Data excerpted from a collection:
— Start —
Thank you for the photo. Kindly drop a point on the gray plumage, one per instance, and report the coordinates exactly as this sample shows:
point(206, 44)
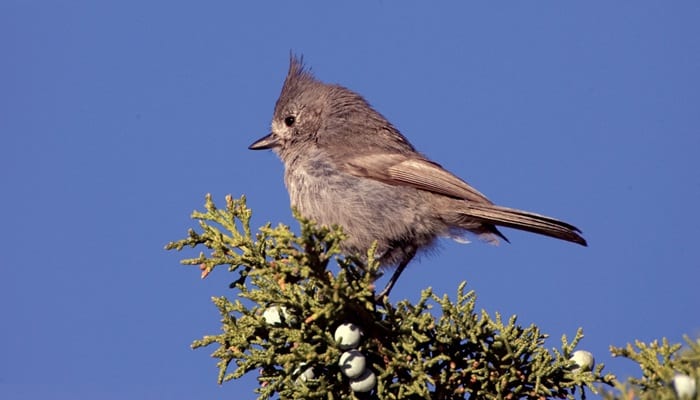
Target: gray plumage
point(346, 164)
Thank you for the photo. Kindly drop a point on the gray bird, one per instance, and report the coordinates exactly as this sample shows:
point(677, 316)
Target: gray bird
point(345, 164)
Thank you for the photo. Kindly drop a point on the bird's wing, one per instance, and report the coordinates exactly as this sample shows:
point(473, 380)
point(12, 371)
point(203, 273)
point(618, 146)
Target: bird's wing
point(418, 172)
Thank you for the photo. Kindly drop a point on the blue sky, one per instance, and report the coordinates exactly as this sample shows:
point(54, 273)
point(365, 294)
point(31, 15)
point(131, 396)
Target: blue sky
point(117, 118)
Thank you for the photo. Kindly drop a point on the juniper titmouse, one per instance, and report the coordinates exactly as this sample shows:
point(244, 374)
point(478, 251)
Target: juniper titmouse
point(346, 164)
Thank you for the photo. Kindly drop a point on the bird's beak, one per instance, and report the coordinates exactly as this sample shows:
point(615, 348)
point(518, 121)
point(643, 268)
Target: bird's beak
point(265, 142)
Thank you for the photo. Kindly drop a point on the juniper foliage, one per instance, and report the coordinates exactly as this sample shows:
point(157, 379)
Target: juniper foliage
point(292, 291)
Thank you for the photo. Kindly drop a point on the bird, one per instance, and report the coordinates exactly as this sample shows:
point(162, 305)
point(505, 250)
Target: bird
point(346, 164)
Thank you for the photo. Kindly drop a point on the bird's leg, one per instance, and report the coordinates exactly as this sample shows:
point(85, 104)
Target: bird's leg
— End —
The request
Reproduce the data word for word, from the line that contains "juniper titmouse, one" through the end of the data, including both the first and the last line.

Result for this task
Thank you for the photo. Kindly drop a point on the juniper titmouse, one per instance, and report the coordinates exactly as this sample shows:
point(244, 374)
point(478, 251)
Target: juniper titmouse
point(346, 164)
Thank you for the photo. Kindly drop a point on the bird's beak, one per instance, and report the coordinates exactly as this sample shows:
point(615, 348)
point(518, 121)
point(643, 268)
Target: bird's beak
point(265, 142)
Thank you for the photo. Kindly drop a point on the juniper foliage, one per instance, and report the coordinates exactly as this sample shows:
point(157, 379)
Target: juniper foliage
point(292, 291)
Thank you for the photo. Kindly drop a point on the bird, one per instance, and report the coordinates exactly as this sample shows:
point(162, 305)
point(505, 250)
Target: bird
point(346, 164)
Thank you for the photo. Kindly drop a point on the bird's leg, one per instance, and report the coordinates exactly as this sample shows:
point(85, 104)
Target: bird's leg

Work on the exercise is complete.